» Instructions to follow
In the tech news roundup below, what patent number does Boeing's shock-wave shield have?

» Document segment
Facebook’s new changes, Airbending shields, and Stanford’s flapping robot


Big changes headed to Facebook

Image taken from http://mashable.com
Image taken from http://mashable.com

The F8 Developer conference was held yesterday (25th) in San Francisco. Mostly targeted for developers and app designers, there were some key elements that could mean big things for Facebook users.

CEO of Facebook, Mark Zuckerberg started off the two-day event by announcing some major updates to its Messenger platform.  For example, developers can include a Messenger button to third-party apps. So for example, if you purchase a movie online, you could share those details and movie times with a friend on Facebook. He also spoke about Facebook’s Messenger for Business feature that allows users to communicate with vendors via direct message. In addition, users can have one-on-one conversations with companies especially customer service representatives and make requests etc.

With videos and viral content these days, the future of video was also announced with support for spherical videos (think of 360-degree videos straight off your newsfeed) shot using 24 high-resolution cameras. They will also be compatible with virtual reality headsets such as the Samsung Gear VR and Oculus Rift.

For those involved in decision-making and marketing, they also introduced a new Analytics for Apps tool which gives a whole range of data for developers and marketers to understand their audience better. 3

IoT (Internet of Things) was the next item on the agenda with Facebook introducing a SDK which supports the increasing number of connected devices for the home. Their mobile app, called “Parse” will be open to all web-connected devices to support the Internet of Things.

Invisible shield bends air to redirect shock waves

Image taken from http://therulesonthefield.com
Image taken from http://therulesonthefield.com

Brian J. Tillotson, a senior researcher at Boeing has filed a patent for a cloaking device that apparently can protect soldiers from the shock waves created by explosions.

The patent (bearing number 8,981,261) to Boeing stops shock waves using a veil of heated, ionized air. The shield would then dampen the force of the explosion. It’s not technically an invisible wall, but rather makes shock waves bend around objects, akin to how certain materials bend light and make things invisible.

» Provided records
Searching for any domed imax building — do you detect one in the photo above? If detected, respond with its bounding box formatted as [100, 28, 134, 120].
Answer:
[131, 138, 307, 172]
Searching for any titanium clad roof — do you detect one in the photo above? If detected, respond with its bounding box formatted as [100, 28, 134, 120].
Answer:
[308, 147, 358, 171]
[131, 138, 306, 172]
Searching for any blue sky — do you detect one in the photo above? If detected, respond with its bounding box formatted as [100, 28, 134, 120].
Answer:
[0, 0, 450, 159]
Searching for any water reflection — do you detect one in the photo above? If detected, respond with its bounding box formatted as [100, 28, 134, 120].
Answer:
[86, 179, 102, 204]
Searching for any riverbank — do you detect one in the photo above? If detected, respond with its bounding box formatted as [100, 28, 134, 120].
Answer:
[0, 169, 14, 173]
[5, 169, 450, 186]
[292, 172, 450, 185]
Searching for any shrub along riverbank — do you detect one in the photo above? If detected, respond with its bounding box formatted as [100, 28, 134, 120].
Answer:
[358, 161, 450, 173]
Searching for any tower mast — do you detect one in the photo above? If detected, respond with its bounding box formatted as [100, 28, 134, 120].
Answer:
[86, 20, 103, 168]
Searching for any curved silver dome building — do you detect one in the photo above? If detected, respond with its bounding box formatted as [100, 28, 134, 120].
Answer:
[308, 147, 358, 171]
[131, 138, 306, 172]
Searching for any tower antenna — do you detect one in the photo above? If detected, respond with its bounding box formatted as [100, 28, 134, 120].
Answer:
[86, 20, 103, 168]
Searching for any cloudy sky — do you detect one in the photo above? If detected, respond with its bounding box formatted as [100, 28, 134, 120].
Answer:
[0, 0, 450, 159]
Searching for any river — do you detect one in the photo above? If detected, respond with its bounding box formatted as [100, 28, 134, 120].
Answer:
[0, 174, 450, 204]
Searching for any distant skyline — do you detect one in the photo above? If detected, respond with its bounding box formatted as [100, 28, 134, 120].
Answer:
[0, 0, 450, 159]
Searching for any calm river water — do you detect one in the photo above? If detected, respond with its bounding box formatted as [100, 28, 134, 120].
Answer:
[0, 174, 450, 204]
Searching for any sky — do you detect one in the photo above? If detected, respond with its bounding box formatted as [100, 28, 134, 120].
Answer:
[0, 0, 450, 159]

» Answer to this problem
8,981,261